ASSIGNMENT :: Select every line of the material that contains the word "positive", matching case exactly.

---------------

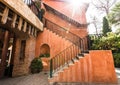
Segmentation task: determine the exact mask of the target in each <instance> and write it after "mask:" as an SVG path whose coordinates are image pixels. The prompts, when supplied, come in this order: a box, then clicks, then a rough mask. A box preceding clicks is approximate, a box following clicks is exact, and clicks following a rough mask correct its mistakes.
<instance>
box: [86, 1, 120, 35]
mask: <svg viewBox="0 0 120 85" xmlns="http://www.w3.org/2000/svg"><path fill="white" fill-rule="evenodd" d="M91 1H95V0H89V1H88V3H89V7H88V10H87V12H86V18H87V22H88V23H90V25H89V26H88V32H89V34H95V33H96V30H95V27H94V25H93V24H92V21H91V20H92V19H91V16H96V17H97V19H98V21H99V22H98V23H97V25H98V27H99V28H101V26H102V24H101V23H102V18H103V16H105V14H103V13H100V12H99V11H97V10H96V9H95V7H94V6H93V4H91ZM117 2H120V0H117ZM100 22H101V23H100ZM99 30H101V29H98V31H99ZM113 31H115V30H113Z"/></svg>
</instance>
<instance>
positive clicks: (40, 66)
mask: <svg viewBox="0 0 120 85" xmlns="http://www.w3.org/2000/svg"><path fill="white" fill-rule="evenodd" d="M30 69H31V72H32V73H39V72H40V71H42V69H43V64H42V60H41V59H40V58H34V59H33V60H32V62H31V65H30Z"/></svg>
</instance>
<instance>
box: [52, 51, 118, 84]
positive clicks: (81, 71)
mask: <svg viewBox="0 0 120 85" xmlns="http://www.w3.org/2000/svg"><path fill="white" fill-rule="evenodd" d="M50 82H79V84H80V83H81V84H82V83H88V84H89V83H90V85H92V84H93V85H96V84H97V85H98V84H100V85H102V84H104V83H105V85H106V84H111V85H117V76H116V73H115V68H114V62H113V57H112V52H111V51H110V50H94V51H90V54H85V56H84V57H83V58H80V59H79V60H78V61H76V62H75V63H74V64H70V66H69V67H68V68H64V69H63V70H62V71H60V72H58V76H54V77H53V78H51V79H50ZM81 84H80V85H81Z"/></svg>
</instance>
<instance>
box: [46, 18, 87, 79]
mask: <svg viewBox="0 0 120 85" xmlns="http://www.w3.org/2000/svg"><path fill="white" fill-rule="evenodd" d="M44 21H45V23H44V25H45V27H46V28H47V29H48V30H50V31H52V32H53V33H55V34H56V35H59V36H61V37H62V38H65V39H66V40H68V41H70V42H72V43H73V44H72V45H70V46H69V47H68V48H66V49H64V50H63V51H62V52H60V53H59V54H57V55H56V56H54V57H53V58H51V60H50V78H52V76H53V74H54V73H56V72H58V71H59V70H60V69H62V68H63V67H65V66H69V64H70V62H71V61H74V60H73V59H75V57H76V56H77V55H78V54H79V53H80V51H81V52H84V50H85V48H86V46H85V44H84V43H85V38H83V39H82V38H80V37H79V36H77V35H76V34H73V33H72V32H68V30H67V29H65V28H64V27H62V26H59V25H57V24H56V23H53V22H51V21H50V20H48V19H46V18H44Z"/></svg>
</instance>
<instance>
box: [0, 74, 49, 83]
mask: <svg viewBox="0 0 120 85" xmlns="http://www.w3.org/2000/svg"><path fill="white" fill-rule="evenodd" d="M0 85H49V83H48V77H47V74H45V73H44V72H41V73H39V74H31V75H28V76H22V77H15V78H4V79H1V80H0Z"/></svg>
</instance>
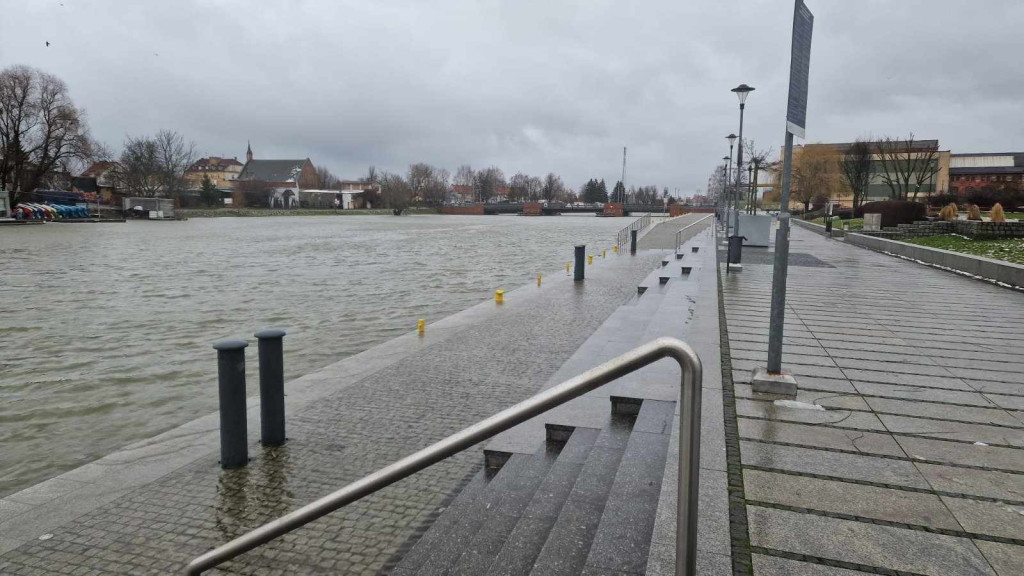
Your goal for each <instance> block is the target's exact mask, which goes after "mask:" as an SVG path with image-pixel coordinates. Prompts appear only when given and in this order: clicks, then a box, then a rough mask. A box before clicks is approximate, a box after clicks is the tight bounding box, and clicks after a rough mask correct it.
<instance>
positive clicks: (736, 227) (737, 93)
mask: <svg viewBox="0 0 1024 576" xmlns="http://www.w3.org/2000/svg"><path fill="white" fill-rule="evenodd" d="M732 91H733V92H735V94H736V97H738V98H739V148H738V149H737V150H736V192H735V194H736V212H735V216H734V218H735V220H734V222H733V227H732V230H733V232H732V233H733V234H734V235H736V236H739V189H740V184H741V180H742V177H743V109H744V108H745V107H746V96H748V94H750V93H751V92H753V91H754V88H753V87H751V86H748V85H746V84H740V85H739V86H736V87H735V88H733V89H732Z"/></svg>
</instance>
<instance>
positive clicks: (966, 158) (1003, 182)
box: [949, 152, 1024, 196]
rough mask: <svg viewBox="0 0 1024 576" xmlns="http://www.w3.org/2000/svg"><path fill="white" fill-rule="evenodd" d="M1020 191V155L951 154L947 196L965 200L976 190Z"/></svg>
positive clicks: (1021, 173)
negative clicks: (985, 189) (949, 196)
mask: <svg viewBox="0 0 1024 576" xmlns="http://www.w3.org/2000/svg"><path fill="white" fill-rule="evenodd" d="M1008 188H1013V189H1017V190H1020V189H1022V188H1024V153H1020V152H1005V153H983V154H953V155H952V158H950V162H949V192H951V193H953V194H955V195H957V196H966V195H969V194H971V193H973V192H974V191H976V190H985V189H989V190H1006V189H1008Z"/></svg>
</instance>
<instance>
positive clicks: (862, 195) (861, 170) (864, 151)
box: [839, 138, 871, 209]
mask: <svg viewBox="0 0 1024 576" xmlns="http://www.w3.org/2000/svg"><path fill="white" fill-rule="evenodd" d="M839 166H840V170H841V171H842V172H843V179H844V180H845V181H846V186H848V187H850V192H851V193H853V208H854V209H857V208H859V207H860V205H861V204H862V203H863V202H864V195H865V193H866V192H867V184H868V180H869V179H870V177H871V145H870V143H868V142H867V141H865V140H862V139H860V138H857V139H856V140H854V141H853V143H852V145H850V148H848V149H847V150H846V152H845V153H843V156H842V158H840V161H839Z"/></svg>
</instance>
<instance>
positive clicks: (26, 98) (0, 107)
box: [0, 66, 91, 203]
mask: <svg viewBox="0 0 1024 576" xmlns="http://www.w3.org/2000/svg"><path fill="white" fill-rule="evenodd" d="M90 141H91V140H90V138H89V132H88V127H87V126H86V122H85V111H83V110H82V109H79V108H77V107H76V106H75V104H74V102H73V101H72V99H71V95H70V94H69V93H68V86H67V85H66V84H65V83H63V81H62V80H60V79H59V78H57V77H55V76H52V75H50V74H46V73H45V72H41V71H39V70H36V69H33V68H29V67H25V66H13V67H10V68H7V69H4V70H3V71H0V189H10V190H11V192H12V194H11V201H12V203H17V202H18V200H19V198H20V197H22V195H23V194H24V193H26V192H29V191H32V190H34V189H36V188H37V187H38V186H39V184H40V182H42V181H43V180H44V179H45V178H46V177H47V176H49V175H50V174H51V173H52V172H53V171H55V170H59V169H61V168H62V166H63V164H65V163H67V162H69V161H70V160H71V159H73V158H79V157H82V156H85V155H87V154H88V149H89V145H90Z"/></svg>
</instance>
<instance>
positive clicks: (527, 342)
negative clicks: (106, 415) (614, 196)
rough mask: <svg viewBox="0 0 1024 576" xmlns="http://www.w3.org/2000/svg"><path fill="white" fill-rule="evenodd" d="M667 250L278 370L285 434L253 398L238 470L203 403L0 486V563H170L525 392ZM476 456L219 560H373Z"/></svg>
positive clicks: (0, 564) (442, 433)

---------------

COMPLETED TASK ::
positive clicks: (40, 66)
positive clicks: (81, 71)
positive clicks: (736, 227) (737, 93)
positive clicks: (966, 158) (1003, 182)
positive clicks: (1021, 173)
positive clicks: (862, 195) (861, 170) (864, 151)
positive clicks: (26, 98) (0, 107)
positive clicks: (527, 342)
positive clicks: (0, 564) (442, 433)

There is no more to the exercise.